(Records drawn from a dataset)
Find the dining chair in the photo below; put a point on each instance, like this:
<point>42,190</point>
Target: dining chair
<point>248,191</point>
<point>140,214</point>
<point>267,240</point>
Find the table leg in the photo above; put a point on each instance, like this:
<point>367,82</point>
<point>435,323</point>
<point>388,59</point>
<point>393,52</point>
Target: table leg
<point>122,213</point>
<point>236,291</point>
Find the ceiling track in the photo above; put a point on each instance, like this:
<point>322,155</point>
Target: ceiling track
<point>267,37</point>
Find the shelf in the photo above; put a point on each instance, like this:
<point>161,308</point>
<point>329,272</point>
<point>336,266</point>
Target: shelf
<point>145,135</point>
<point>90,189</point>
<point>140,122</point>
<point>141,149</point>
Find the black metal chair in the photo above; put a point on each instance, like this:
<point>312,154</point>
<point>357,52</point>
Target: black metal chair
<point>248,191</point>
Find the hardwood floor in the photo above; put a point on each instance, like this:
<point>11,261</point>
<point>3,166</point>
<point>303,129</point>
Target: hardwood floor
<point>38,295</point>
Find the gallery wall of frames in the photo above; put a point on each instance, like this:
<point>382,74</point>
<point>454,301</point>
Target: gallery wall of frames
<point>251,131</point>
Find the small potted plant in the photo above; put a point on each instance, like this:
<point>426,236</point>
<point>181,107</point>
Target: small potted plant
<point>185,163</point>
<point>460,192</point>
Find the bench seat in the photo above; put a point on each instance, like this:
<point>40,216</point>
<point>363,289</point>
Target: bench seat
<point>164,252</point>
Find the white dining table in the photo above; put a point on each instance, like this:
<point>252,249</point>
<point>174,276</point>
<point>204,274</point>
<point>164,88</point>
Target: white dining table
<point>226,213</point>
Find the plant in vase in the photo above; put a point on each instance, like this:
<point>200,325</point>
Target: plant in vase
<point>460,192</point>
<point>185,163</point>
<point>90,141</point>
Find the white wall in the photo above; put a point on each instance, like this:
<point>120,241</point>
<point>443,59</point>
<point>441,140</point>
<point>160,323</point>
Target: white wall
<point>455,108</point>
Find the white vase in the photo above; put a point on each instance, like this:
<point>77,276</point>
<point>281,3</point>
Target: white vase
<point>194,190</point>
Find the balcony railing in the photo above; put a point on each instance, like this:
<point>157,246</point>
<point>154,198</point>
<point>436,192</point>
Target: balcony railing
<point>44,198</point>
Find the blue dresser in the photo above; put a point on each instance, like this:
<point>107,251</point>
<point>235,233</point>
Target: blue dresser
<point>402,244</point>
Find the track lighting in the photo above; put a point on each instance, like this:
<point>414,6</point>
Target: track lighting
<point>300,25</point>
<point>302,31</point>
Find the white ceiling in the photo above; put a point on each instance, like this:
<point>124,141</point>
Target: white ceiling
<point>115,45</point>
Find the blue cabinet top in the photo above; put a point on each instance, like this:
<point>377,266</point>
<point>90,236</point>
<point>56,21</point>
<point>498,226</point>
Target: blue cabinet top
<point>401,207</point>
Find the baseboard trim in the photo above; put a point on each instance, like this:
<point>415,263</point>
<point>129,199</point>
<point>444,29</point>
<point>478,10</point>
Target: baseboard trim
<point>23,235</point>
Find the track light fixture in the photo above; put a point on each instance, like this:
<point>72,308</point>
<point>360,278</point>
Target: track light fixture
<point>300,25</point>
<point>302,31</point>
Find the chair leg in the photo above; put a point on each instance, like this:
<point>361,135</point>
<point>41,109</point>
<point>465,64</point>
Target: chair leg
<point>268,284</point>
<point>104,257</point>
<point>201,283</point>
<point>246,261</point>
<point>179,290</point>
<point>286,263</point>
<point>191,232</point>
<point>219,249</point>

= Exercise =
There is a line with "<point>200,325</point>" and a line with "<point>361,135</point>" above. Copy exactly those two lines and all lines between them, with nothing else.

= Completed task =
<point>200,325</point>
Target: plant in vase
<point>460,192</point>
<point>185,163</point>
<point>90,141</point>
Find the white wall in the photo above; put a point on each instance, like this:
<point>120,241</point>
<point>443,59</point>
<point>441,140</point>
<point>160,323</point>
Target: white wall
<point>455,108</point>
Find the white vase in the photo above; put a point on each instance, like this:
<point>77,276</point>
<point>281,3</point>
Target: white vase
<point>194,190</point>
Find the balcony railing in the photo above; put a point on each instance, like this:
<point>157,246</point>
<point>154,198</point>
<point>436,192</point>
Target: balcony railing
<point>44,198</point>
Find the blue dresser in the photo above; put a point on each instance, like this:
<point>107,251</point>
<point>235,233</point>
Target: blue dresser
<point>402,244</point>
Find the track lighting in the photo above; put a point on each instance, like this:
<point>414,6</point>
Target: track lighting
<point>300,25</point>
<point>302,31</point>
Find the white ceiling in the photo above; put a point on each instance, like this:
<point>124,141</point>
Target: white ceiling
<point>115,45</point>
Find the blue cabinet top in the photo above; put a point on each instance, like this:
<point>377,266</point>
<point>90,236</point>
<point>56,21</point>
<point>498,226</point>
Target: blue cabinet top
<point>401,207</point>
Find the baseboard trim in the photo above; put a point on each instance, like this:
<point>415,263</point>
<point>129,199</point>
<point>444,29</point>
<point>478,10</point>
Target: baseboard trim
<point>23,235</point>
Find the track light fixture in the photo above; put a point on each instance, like this:
<point>72,308</point>
<point>360,278</point>
Target: track light fixture
<point>300,25</point>
<point>302,31</point>
Find the chair leg in the photo above; put a point on each instance, like this:
<point>361,135</point>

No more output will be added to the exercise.